═══ Article ═══

# Steering column



## skootz1 (Oct 12, 2005)

When i turn my sterring wheel in either direction, it makes a cluncking or a knocking noise. Any clue from anyone?


----------



## cdmorenot (Dec 22, 2005)

MY 2.5 WAS DOING THE SAME THING.. I BROUGHT IT IN TO NISSAN THEY JUST SPRAYED IT WITH A LIL SILICONE AND PROBLEM FIXED.. LUBRICATION I GUESS.. WHATEVER..


----------



## skootz1 (Oct 12, 2005)

Thanks, but Nissan told me that they had to replace the left strut and also they will be replacing the sterring column. I had originally thought it was that. I am glad that your problem was easier then mine. I hope this helps someone else.


----------



## cdmorenot (Dec 22, 2005)

well if they're gonna do it for free.. that's awesome.. i got my struts both fronts replaced at around 30k for free too.. so that could had been part of the problem who knows.. well im glad it's going to be taken care of..


----------



## skootz1 (Oct 12, 2005)

did nissan replace both of the struts? They only replaced one of mine. I have about 10000 miles on my car, i wonder if they shoudl replace both?


----------



## cdmorenot (Dec 22, 2005)

═══

Directions – Render the sentence "I hope this helps someone else." from the steering column thread in Spanish.

═══ Data section ═══

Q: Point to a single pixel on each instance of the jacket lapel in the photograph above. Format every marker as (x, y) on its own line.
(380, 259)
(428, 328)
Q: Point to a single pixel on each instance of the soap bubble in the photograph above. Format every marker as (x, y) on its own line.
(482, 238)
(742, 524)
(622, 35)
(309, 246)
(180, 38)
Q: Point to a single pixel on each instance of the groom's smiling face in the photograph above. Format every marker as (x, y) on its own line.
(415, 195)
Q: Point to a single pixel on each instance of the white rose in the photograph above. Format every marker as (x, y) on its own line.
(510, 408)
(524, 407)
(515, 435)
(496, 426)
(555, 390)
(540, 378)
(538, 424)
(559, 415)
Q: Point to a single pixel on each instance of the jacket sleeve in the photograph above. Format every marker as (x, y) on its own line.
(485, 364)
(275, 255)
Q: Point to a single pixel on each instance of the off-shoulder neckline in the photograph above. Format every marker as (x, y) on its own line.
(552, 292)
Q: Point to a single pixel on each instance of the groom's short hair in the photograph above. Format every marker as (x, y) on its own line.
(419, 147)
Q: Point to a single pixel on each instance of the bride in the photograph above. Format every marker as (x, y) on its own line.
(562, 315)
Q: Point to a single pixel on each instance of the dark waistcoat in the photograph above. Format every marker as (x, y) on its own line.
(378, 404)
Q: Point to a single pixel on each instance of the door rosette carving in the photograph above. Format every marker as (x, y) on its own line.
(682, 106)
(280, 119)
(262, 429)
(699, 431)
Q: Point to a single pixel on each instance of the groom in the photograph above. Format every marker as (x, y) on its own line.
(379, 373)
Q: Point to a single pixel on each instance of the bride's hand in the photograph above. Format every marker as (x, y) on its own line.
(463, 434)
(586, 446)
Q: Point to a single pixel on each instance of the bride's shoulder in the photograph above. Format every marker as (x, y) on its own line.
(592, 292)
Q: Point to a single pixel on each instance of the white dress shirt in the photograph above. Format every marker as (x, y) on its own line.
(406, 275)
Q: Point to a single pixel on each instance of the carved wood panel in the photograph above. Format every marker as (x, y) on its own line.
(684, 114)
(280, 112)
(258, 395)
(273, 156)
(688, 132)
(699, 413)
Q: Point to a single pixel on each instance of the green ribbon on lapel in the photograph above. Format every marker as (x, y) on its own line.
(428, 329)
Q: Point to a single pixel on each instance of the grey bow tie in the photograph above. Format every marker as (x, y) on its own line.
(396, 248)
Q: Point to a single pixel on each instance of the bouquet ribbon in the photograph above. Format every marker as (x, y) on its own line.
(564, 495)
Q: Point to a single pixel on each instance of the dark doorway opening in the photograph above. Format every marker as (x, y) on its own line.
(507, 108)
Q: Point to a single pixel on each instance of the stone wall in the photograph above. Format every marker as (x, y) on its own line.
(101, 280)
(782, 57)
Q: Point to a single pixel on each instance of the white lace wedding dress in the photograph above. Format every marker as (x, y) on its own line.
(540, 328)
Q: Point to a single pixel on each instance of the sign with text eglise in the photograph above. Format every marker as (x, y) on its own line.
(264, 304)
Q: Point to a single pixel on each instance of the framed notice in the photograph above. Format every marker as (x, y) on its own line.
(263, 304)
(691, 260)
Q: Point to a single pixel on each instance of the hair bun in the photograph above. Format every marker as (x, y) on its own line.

═══

Full answer – Espero que esto le ayude a alguien más.